Work instructions => Revise the records from the line with "QA review pass — the annotator marked white sky" up to and including the line with "[494,479,561,667]", replacing "annotator" with "labeler" and keeping all else unchanged.

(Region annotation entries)

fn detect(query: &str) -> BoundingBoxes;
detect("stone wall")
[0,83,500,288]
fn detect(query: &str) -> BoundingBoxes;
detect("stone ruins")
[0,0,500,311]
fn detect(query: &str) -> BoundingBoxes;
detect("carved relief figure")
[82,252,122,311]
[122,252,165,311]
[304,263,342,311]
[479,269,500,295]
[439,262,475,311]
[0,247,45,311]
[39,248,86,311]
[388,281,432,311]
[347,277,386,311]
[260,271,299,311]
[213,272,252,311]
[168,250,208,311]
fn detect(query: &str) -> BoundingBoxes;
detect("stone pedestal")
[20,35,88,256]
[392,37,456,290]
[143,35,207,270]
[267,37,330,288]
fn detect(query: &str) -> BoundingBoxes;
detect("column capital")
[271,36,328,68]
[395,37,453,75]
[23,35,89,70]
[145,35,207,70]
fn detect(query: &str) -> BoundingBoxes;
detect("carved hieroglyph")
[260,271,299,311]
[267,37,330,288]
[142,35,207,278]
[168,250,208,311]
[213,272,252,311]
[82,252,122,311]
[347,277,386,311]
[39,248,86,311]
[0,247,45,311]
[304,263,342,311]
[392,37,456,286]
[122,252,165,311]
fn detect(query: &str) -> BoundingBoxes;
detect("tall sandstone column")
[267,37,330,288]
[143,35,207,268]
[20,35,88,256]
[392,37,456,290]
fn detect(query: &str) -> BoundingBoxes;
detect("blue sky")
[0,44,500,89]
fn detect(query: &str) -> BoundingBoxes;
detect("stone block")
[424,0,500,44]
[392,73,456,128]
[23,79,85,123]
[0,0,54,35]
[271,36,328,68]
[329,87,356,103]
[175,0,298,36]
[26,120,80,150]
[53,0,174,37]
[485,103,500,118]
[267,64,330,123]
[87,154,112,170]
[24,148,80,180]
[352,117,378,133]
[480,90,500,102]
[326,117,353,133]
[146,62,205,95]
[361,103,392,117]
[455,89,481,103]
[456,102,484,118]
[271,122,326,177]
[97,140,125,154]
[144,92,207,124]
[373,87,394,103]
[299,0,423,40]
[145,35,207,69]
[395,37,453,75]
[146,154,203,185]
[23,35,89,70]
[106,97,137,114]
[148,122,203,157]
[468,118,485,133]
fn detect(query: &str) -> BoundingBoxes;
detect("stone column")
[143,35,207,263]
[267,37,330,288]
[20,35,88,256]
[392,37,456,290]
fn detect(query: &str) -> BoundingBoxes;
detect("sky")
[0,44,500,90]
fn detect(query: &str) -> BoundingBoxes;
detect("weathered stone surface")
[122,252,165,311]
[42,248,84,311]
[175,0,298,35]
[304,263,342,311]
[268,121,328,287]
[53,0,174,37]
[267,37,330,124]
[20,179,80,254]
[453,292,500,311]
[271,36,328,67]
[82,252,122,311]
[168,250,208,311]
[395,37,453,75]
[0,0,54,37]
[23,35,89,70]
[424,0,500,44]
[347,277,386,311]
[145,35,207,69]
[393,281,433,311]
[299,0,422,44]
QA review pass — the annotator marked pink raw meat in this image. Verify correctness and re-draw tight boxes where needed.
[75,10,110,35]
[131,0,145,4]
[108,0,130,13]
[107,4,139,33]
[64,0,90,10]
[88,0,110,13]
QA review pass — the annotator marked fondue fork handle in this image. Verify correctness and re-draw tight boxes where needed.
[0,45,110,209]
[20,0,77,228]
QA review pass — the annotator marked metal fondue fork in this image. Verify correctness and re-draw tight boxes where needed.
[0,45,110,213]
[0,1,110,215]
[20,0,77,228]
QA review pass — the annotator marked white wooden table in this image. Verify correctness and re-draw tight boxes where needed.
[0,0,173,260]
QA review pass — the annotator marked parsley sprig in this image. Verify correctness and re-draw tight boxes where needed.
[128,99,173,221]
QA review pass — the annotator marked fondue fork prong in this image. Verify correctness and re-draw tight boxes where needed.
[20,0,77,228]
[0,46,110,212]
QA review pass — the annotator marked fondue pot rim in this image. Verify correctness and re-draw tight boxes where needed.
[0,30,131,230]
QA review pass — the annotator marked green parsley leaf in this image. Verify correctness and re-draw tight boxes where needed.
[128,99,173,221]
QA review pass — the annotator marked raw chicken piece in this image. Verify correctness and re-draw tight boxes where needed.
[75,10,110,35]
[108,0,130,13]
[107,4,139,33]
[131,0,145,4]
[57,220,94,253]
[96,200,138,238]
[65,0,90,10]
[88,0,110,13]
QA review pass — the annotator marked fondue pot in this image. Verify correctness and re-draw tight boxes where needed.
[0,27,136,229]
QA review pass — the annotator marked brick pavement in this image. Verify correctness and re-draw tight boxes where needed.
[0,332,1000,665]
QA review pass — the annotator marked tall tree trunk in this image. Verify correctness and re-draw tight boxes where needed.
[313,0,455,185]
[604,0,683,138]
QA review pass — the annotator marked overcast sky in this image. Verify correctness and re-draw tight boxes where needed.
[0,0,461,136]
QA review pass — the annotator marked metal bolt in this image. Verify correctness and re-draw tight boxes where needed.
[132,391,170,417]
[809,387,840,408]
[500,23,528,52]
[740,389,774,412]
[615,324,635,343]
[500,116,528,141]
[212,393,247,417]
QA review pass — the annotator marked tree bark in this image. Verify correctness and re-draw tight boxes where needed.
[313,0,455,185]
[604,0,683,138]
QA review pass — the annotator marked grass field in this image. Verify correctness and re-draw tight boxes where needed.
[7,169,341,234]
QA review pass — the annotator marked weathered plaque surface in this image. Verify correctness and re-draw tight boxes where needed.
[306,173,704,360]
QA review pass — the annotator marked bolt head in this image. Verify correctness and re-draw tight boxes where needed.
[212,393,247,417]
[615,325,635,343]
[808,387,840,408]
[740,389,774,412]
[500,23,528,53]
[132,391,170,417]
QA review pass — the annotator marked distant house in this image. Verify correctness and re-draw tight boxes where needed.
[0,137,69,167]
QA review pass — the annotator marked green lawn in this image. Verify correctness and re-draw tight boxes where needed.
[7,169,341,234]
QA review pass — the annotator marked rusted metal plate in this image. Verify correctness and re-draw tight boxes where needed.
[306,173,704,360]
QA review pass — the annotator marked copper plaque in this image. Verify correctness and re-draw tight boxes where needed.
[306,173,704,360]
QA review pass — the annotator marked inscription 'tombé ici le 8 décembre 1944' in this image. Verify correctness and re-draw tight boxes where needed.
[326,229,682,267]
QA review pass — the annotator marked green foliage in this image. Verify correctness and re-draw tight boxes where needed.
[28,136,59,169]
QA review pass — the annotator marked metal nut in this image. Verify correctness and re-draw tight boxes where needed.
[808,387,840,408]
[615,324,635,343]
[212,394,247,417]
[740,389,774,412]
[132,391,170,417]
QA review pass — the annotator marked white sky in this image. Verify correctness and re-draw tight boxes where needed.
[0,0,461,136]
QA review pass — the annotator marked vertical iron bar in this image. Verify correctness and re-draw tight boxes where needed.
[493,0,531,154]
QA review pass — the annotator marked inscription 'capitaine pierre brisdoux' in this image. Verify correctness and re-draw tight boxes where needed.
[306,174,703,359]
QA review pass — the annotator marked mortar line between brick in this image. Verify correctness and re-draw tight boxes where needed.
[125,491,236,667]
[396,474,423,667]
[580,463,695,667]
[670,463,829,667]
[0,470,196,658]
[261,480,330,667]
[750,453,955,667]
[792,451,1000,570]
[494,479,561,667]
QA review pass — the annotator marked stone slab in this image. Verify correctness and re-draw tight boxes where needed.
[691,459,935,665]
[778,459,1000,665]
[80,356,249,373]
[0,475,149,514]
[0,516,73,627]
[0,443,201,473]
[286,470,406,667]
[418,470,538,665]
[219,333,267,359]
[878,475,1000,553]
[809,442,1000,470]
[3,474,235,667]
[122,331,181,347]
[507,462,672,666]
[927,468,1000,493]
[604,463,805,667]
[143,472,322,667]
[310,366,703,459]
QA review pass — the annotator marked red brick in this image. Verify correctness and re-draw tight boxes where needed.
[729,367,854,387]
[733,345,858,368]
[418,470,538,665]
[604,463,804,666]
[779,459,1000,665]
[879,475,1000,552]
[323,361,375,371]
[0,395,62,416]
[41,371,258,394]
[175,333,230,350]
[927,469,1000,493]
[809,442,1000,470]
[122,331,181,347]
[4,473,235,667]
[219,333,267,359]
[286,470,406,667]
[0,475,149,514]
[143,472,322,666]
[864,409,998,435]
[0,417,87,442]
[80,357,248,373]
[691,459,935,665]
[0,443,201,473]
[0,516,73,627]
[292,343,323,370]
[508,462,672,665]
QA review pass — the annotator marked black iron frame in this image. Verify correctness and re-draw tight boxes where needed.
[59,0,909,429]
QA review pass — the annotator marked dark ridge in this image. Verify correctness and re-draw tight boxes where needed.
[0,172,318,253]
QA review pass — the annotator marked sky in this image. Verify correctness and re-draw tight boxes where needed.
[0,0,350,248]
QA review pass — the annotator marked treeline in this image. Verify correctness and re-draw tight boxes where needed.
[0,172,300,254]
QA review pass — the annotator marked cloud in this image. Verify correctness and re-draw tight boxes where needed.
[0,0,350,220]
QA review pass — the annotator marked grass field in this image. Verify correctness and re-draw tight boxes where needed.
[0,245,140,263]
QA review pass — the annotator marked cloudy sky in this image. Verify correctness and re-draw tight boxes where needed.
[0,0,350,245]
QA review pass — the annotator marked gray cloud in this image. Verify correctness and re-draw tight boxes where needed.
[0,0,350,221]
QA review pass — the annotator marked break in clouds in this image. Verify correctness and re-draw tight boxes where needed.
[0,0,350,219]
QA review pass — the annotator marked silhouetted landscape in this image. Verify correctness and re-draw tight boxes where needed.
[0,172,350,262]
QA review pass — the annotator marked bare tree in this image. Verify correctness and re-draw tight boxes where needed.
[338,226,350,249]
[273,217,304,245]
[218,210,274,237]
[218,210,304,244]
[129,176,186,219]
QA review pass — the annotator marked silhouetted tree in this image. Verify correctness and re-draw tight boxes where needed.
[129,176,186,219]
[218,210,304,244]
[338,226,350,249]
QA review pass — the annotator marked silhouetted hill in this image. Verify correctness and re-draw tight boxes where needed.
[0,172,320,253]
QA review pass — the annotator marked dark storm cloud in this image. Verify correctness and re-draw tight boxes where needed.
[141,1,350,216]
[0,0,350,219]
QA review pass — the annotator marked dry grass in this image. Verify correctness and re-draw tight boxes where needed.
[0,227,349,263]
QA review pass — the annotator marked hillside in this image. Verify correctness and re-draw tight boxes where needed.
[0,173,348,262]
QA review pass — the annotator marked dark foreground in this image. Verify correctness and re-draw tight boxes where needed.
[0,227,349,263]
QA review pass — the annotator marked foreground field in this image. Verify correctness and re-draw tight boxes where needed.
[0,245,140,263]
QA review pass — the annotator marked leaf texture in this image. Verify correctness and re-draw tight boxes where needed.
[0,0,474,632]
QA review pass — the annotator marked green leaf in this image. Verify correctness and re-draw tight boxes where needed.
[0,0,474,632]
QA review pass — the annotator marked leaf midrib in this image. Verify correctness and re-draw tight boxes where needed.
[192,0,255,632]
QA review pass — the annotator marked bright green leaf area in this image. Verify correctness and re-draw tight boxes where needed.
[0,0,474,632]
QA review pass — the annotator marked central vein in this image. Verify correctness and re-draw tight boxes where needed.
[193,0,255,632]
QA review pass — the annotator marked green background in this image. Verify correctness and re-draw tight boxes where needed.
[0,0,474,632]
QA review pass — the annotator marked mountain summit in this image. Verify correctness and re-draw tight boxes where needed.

Solution to the problem =>
QA review pass — the labeler marked white sky in this image. Verify correctness and re-draw tight boxes where needed.
[0,0,461,136]
QA review pass — the labeler marked vertical iron bar in this image. Verify correctness and re-draw tight boxes where needed.
[493,0,531,154]
QA review pass — the labeler marked inscription 'capitaine pierre brisdoux' in this image. Verify correctness and re-draw tight boxes where needed.
[306,174,703,359]
QA review pass — the labeler marked mortar line between brick in this image. Verify correctness and re-draw tight boxes where needed.
[125,491,236,667]
[396,474,423,667]
[580,463,695,667]
[670,463,829,667]
[0,470,196,658]
[261,480,330,667]
[750,453,955,667]
[792,451,1000,570]
[494,479,561,667]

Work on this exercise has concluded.